Request:
An exact copy of every record is needed.

Excerpts of pointing data

>> BEGIN

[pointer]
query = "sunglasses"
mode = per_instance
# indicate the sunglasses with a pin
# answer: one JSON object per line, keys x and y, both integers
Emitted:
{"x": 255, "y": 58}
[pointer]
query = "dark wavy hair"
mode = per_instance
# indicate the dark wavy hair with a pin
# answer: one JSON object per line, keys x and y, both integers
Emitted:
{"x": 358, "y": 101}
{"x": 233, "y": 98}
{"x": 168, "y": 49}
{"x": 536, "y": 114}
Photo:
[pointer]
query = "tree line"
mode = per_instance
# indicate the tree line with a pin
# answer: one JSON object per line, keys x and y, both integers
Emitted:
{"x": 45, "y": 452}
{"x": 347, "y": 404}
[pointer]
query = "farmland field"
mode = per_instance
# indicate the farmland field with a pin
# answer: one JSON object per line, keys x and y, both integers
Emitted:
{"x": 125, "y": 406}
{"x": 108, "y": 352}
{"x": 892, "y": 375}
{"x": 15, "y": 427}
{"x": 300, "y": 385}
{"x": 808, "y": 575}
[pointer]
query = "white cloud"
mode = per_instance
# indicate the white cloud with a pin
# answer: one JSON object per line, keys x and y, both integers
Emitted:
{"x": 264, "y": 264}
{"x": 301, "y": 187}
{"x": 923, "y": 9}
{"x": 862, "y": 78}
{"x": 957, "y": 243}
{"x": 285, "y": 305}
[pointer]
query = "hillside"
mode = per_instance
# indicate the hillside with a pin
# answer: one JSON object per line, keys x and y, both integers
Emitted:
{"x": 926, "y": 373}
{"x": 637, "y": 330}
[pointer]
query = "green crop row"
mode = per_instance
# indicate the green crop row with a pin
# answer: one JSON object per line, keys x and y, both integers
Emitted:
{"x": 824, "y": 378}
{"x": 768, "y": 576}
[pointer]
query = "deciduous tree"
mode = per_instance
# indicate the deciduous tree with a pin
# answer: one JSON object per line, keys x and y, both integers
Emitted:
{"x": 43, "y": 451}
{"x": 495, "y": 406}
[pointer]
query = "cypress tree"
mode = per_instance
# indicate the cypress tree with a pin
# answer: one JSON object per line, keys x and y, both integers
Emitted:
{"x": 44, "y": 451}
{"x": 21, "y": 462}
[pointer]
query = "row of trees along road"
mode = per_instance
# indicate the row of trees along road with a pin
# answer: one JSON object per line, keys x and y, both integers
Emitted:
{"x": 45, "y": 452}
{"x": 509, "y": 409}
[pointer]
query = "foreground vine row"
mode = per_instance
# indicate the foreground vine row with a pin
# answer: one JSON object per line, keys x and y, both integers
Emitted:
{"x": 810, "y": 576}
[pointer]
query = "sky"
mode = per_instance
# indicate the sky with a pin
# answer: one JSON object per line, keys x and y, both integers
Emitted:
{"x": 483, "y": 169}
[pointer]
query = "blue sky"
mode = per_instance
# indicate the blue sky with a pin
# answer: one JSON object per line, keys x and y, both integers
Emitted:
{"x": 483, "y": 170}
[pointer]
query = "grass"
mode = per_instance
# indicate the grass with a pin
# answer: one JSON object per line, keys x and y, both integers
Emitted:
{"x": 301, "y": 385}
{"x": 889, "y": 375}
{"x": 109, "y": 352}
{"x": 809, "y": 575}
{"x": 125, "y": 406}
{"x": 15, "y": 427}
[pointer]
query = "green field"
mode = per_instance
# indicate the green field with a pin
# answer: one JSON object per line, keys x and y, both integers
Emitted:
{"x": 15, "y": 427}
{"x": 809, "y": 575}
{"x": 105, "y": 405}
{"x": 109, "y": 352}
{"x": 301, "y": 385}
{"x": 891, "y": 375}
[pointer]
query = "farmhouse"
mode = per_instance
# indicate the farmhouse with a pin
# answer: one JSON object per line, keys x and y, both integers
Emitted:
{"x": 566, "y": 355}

>> END

Response below:
[pointer]
query = "sunglasses"
mode = per_instance
# indicate the sunglasses with a pin
# answer: one JSON object per line, keys x and y, both integers
Emitted:
{"x": 255, "y": 58}
[pointer]
query = "dark wavy hair"
mode = per_instance
# indicate the dark wavy hair with a pin
# answer: one JSON object per line, keys x and y, both integers
Emitted:
{"x": 358, "y": 101}
{"x": 233, "y": 98}
{"x": 168, "y": 49}
{"x": 536, "y": 114}
Photo:
[pointer]
query = "tree line"
mode = per_instance
# indicate the tree line with a pin
# answer: one JSON object per line, keys x and y, both integers
Emitted:
{"x": 45, "y": 452}
{"x": 347, "y": 404}
[pointer]
query = "farmland field"
mode = per_instance
# indicate the farmland field with a pin
# answer: one JSON object per line, keys x and y, both integers
Emitted:
{"x": 125, "y": 406}
{"x": 108, "y": 352}
{"x": 892, "y": 375}
{"x": 15, "y": 427}
{"x": 300, "y": 385}
{"x": 808, "y": 575}
[pointer]
query = "white cloud"
mode = per_instance
# indicate the white cloud with a pin
# answer: one JSON object per line, keys x and y, both integers
Emitted:
{"x": 264, "y": 264}
{"x": 301, "y": 187}
{"x": 923, "y": 9}
{"x": 862, "y": 78}
{"x": 957, "y": 243}
{"x": 285, "y": 305}
[pointer]
query = "hillside"
mode = per_instance
# indicate the hillside with a pin
# answer: one JSON object per line, keys x and y, both integers
Emitted:
{"x": 926, "y": 373}
{"x": 637, "y": 330}
[pointer]
query = "green crop row"
mode = per_instance
# indicate the green crop row with a pin
# answer: one JSON object per line, keys x and y, both integers
Emitted:
{"x": 824, "y": 378}
{"x": 768, "y": 576}
[pointer]
query = "deciduous tree"
mode = per_instance
# indicate the deciduous tree with a pin
# answer: one JSON object per line, keys x and y, both integers
Emitted:
{"x": 43, "y": 451}
{"x": 495, "y": 406}
[pointer]
query = "cypress tree"
mode = per_instance
# indicate the cypress tree with a pin
# answer: one JSON object per line, keys x and y, both integers
Emitted:
{"x": 44, "y": 451}
{"x": 21, "y": 462}
[pointer]
query = "row of trees along road"
mode = per_instance
# indicate the row of trees along road with a pin
# answer: one JSON object per line, keys x and y, both integers
Emitted:
{"x": 45, "y": 452}
{"x": 509, "y": 409}
[pointer]
query = "foreground vine row"
mode = per_instance
# indicate the foreground vine row with a pin
# answer: one JSON object per line, keys x and y, both integers
Emitted:
{"x": 810, "y": 576}
[pointer]
query = "sky"
mode = per_instance
# indicate the sky with a pin
# answer: one JSON object per line, keys x and y, both integers
Emitted:
{"x": 483, "y": 169}
[pointer]
query = "blue sky"
mode = per_instance
# indicate the blue sky with a pin
# answer: one JSON object per line, keys x and y, both integers
Emitted:
{"x": 483, "y": 170}
[pointer]
query = "grass"
mode = per_instance
# indicate the grass with a pin
# answer: one JSON object per line, keys x and y, both integers
Emitted:
{"x": 301, "y": 385}
{"x": 889, "y": 375}
{"x": 109, "y": 352}
{"x": 809, "y": 575}
{"x": 125, "y": 406}
{"x": 15, "y": 427}
[pointer]
query = "green field"
mode = per_instance
# indicate the green field with a pin
# answer: one JSON object per line, keys x and y, both integers
Emitted:
{"x": 15, "y": 427}
{"x": 809, "y": 575}
{"x": 105, "y": 405}
{"x": 109, "y": 352}
{"x": 301, "y": 385}
{"x": 891, "y": 375}
[pointer]
query = "farmhouse"
mode = per_instance
# indicate the farmhouse with a pin
# answer: one JSON object per line, keys x and y, both integers
Emitted:
{"x": 566, "y": 355}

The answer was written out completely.